DO THIS:
Format the data from the line with "Where can you see the hibiscus" through the line with "Target: glass cabinet door" as a Markdown table with the columns Row and Line, skipping blank lines and leaving out the pictures.
──────── SOURCE RECORDS
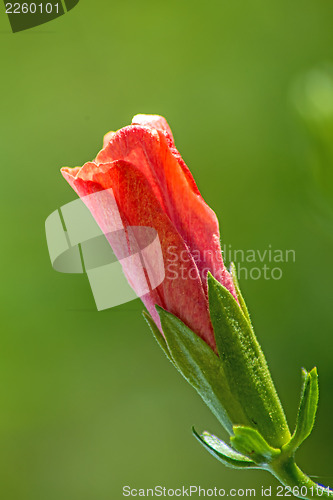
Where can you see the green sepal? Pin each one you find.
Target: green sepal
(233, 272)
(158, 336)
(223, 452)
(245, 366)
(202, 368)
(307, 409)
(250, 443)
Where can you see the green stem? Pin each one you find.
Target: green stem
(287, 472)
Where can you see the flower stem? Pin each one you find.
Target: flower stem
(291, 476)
────────────────
──────── SOURCE RECORDS
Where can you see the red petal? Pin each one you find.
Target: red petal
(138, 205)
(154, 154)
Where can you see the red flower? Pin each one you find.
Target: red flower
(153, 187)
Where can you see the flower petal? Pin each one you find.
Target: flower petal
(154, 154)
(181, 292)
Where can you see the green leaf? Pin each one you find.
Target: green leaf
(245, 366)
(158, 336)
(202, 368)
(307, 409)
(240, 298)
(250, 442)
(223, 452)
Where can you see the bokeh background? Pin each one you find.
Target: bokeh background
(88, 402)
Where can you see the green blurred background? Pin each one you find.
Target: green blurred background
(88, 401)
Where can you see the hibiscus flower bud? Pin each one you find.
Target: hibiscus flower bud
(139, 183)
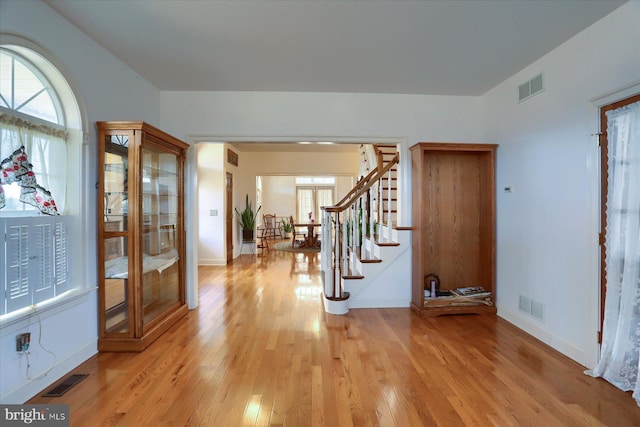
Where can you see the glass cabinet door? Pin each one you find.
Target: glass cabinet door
────────────────
TASK OUTPUT:
| Row | Line |
|---|---|
| 1 | Where can you see the hibiscus flower bud? Pin each one you find. |
| 2 | Target: hibiscus flower bud |
| 3 | (139, 183) |
| 4 | Where can you see the glass cabinet door? Pin each one you find. |
| 5 | Target: glass cabinet door |